Public backing for official line gives Russia mandate for confrontation with the West
In an editorial titled “A Mandate for Conflict with the West,” the centrist newspaper Nezavisimaya Gazetaresponds to the accusations being traded between Kiev and the Donbass rebels over the shelling of Mariupol and writes that there is a very real likelihood that a new round of sanctions will go into effect as a result of the incident.
It uses the latest rhetorical confrontation as the departure point for an analysis of what it sees as Russia’s apparent lack of interest in proving the justness of its cause to Western audiences, despite the economic costs. Russia is “not undertaking any efforts to convince Western politicians and society,” writes the newspaper.
“There are official statements that Russia is not a party to the conflict and, on the contrary, is advocating direct dialogue between Kiev and the rebels, for a peaceful resolution to the problem and for the participation of the EU and the U.S. in talks.” But, says Nezavisimaya Gazeta, by and large Moscow “simply brushes off any accusations and continues to stick to its declared interpretation of events.”

● **INFORMATION SUPPLIED**:
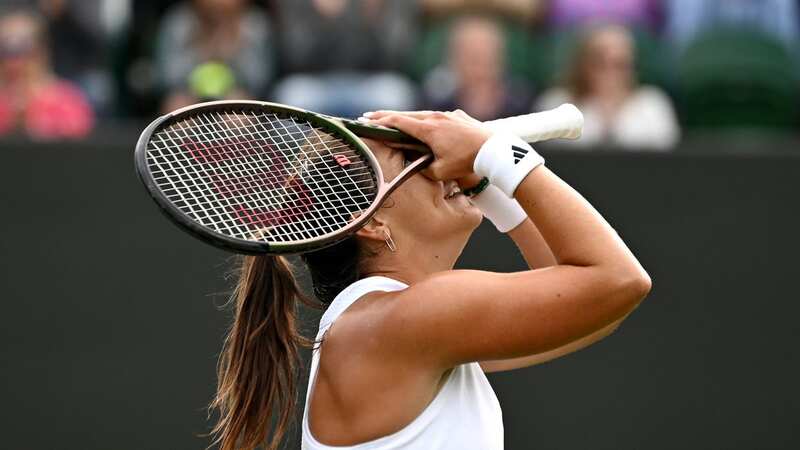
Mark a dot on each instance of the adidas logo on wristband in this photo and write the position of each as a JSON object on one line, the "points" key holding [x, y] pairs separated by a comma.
{"points": [[505, 160]]}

● **DIRECTIVE A**:
According to the article on the Nezavisimaya Gazeta editorial, what is very likely to happen as a result of the Mariupol shelling incident?
● **DIRECTIVE B**:
Carry on the article about the Nezavisimaya Gazeta editorial from the point where it stops.

● **EXPECTED ANSWER A**:
A new round of sanctions is very likely to go into effect.

● **EXPECTED ANSWER B**:
Russia is able to do this, according to the publication, because – according to polls – the majority of Russians get their news about Ukraine from Russian channels. “Answering questions, citizens de facto reproduce the rhetoric of the authorities. One way or another, public opinion together with a trust rating of more than 80 percent give Vladimir Putin a mandate for conflict with the West.” It is relatively unimportant how convincing the Russian point of view sounds abroad, says the newspaper: The main thing is how it sounds inside the country.
However, the newspaper also writes that Putin “could never have received any kind of mandate for the conflict” if the authorities had “proportionately and comprehensively informed the electorate of the structure of the current crisis, and in particular – about the interconnectedness of the Russian economy with the economies of the West, about how the inability of business to receive long-term credit in Europe and the U.S. affects production and employment.”